### WHAT THIS EXERCISE ASKS
1/ From the cardiac proteomics review below, list every keyword given under its "Keywords" heading.
2/ Extend the cardiac proteomics review below, starting right after the last sentence of its abstract.

### SOURCE TEXT
# # # # # # #
Proteomics as a Tool to Decipher Novel Mechanistic Candidates in Cardiac Pathophysiology
Kaberi Datta,Sagartirtha Sarkar*
Affiliation
Genetics and Molecular Cardiology Laboratory, Department of Zoology, University of Calcutta, Ballygunge Circular Road, Kolkata, West Bengal, India
Corresponding Author
Sagartirtha Sarkar, Genetics and Molecular Cardiology Laboratory, Department of Zoology, University of Calcutta, 35, Ballygunge Circular Road, Kolkata-700019, West Bengal, India. Tel: 0091-33-2461-5445; Fax: 0091-33-2241-3222; E-mail: sagartirtha.sarkar@gmail.com
Citation
Sarkar, S., et al. Proteomics as a Tool to Decipher Novel Mechanistic Candidates in Cardiac Pathophysiology. (2015) Bioinfo Proteom Img Anal 1(2): 51- 55.
Copy rights
© 2015 Sarkar, S. This is an Open access article distributed under the terms of Creative Commons Attribution 4.0 International License.
Keywords
proteomics, computational modelling, heart failure, cardiac diseases
Abstract
Cardiac diseases resulting in heart failure have become one of the major causes of mortality as well as reduced quality of life for people all over the world. In an effort to understand the mechanisms underlying cardiac diseases and devise preventive as well as therapeutic measures, a lot of research has been carried out over the years. Two systems biology approaches- proteomics and computational modelling have drastically changed the field of cardiac research by delivering vast amounts of relevant molecular data thus enhancing the interpretation of both clinical as well as subcellular events dictating pathophysiology during compromised heart function. This review specifically focuses on the contributions of such systems biology approaches in proper understanding of the pathophysiology of diseased myocardium.
# # # # # # #
### ENTRIES PROVIDED
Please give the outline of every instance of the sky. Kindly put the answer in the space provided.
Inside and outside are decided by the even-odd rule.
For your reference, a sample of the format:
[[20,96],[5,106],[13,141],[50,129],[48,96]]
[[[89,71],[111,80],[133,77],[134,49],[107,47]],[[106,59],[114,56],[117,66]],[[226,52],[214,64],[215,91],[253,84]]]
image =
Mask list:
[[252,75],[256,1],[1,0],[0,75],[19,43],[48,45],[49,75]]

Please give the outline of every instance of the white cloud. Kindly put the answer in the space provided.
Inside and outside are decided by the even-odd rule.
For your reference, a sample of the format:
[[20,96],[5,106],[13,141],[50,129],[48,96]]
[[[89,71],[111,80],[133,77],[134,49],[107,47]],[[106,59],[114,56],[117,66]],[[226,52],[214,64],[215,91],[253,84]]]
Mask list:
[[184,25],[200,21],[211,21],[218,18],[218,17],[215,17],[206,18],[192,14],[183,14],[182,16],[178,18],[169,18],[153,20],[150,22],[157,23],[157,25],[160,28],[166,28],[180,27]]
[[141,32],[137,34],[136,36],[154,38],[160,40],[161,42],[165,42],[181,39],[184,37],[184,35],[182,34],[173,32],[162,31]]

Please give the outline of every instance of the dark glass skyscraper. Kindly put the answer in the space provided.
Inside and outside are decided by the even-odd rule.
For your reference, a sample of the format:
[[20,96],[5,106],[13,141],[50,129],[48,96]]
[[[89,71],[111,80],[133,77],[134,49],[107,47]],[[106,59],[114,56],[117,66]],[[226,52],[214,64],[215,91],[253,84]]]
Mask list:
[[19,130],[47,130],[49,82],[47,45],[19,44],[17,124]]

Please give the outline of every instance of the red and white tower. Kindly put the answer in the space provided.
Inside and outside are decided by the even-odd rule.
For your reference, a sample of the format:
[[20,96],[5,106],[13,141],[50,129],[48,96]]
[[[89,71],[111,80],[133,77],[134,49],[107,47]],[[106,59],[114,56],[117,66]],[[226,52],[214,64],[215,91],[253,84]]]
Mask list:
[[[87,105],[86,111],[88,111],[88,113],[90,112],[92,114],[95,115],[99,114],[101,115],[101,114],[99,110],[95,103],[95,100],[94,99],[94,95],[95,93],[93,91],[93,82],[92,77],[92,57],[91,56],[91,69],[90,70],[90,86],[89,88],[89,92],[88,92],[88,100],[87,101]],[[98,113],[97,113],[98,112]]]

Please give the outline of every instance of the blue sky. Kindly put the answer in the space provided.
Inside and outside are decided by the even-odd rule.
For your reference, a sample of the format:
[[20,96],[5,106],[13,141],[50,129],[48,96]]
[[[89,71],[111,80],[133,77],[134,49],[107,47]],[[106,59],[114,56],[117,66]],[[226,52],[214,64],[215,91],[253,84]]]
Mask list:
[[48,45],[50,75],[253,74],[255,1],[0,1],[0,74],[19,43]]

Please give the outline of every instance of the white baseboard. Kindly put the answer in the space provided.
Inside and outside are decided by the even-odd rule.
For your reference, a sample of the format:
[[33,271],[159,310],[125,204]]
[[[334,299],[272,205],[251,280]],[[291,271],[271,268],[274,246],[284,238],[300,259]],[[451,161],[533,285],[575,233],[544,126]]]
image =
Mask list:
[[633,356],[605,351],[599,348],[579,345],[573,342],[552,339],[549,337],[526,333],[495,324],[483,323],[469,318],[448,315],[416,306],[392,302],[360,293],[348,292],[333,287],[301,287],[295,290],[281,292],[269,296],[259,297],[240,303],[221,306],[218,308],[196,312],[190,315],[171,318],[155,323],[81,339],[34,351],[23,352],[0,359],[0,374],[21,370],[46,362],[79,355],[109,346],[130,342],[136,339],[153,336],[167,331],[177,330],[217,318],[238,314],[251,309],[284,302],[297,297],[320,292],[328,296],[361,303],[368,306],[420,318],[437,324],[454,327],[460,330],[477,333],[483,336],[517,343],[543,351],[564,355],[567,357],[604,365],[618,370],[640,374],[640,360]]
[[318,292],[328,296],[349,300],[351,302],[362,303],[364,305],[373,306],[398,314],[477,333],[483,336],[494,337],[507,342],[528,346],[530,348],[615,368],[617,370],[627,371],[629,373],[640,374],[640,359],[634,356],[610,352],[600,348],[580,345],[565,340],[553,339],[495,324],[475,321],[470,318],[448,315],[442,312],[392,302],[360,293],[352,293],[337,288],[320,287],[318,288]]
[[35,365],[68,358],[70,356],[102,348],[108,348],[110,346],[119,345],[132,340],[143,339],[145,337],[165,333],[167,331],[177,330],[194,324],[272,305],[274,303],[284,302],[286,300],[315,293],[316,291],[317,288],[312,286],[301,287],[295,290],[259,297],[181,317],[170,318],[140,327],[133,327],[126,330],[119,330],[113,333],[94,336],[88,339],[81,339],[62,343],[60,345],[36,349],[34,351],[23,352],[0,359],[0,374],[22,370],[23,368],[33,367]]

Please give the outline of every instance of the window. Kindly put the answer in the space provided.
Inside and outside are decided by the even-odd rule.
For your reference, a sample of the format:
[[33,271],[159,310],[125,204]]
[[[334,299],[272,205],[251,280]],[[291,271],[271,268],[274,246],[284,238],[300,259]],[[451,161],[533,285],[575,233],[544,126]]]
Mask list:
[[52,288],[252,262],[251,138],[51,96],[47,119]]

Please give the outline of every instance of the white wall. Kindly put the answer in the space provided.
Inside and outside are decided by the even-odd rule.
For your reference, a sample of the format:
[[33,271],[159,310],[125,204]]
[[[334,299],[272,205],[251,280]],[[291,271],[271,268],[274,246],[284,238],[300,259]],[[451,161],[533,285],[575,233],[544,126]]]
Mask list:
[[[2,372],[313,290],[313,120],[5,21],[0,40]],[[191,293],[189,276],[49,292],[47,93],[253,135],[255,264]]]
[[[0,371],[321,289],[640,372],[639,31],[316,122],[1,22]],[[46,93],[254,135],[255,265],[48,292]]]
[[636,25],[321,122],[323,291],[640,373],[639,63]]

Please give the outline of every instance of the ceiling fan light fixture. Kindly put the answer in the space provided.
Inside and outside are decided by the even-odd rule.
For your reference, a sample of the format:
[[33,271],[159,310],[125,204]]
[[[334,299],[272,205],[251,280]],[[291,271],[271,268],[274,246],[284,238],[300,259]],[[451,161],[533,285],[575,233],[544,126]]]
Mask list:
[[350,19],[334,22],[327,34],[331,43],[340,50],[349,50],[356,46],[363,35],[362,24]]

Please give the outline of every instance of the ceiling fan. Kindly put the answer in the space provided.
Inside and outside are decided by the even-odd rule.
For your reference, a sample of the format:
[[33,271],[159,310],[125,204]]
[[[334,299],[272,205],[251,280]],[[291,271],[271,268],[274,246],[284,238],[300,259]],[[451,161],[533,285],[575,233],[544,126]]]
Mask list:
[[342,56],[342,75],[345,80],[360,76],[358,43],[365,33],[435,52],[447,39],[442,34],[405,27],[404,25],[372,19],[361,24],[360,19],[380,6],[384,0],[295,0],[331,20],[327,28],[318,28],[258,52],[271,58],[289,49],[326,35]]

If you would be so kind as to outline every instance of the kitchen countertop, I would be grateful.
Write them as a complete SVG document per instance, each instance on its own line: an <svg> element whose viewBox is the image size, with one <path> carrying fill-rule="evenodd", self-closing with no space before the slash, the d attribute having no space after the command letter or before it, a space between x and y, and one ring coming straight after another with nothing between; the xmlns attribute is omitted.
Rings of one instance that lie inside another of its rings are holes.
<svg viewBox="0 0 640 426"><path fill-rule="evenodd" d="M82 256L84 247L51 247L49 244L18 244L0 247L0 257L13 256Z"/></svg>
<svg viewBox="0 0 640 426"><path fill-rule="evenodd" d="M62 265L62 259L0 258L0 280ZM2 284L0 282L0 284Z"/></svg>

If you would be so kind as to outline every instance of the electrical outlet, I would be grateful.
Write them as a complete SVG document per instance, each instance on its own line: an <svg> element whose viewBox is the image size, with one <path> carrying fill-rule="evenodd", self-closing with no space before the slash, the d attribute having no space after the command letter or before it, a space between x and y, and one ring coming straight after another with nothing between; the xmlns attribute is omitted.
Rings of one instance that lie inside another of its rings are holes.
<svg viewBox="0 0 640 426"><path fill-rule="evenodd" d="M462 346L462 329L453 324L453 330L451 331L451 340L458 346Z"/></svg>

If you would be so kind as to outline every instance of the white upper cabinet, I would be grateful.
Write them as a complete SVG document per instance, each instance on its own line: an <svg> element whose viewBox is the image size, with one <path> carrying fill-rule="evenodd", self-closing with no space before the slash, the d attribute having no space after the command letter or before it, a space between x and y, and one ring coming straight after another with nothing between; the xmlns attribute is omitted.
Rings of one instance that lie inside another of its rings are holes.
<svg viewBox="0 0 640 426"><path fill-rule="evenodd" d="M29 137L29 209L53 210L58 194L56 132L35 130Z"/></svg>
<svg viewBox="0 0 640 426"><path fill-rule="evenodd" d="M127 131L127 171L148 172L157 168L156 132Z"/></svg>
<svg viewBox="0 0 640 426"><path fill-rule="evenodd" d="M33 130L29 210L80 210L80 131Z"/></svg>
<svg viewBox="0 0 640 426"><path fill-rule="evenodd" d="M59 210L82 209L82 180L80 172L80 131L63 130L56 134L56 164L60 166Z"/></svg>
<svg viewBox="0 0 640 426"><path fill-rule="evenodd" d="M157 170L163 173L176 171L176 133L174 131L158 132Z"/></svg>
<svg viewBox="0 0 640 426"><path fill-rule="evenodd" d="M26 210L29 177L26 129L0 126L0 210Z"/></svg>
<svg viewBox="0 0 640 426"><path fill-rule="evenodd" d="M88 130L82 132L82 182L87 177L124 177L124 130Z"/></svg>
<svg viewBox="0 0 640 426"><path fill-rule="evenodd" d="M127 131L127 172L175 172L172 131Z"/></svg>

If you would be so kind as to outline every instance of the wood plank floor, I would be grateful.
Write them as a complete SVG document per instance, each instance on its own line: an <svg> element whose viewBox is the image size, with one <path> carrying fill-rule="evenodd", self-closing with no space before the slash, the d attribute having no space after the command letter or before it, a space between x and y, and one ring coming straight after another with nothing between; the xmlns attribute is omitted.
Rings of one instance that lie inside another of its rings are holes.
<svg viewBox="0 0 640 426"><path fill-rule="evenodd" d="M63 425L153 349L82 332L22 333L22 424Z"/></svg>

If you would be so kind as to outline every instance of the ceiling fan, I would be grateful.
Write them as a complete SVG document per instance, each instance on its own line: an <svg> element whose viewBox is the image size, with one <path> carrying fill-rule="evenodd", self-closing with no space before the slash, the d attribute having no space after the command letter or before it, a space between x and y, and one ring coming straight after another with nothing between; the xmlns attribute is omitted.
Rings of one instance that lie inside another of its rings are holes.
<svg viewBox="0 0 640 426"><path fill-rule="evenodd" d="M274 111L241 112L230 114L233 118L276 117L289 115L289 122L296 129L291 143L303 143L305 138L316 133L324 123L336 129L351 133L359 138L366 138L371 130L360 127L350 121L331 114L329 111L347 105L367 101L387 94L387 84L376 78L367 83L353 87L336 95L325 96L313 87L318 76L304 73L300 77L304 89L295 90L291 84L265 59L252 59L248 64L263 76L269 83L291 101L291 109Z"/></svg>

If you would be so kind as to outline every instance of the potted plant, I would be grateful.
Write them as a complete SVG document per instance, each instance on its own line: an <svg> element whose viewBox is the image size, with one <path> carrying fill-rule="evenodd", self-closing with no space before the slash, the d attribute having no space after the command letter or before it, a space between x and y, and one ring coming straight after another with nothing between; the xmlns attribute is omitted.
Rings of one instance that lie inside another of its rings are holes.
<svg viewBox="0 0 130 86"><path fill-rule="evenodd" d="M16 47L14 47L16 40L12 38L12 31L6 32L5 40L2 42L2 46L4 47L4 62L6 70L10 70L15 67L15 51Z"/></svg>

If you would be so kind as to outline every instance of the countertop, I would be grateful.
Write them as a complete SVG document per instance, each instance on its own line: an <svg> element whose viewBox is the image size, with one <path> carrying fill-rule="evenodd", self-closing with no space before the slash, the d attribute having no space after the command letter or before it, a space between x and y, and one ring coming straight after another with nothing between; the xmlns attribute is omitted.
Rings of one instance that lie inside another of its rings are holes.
# # # # # # #
### RESULTS BY TASK
1/ proteomics, computational modelling, heart failure, cardiac diseases

2/
Introduction
Cardiovascular diseases resulting in heart failure remain one of the leading causes of mortality the world over. They were accountable for 31% of global deaths in 2012[1]. In view of this, a huge amount of research has been targeted towards diagnoses, prevention and therapeutic intervention of cardiovascular disease forms with a mind to abate the incidence of heart failure. While experimental research has given the bulk of breakthroughs, management procedures and understanding of cardiovascular diseases, a systems biology approach is enhancing and reshaping the way research is carried out and data is interpreted in this field. It is yielding such beneficial results of itself and in conjunction to experimental biology that would not be possible for the latter alone. The purpose of this review is to succinctly catalogue two relevant systems biology approaches being used currently in cardiac biology and highlighting the important contributions made by them.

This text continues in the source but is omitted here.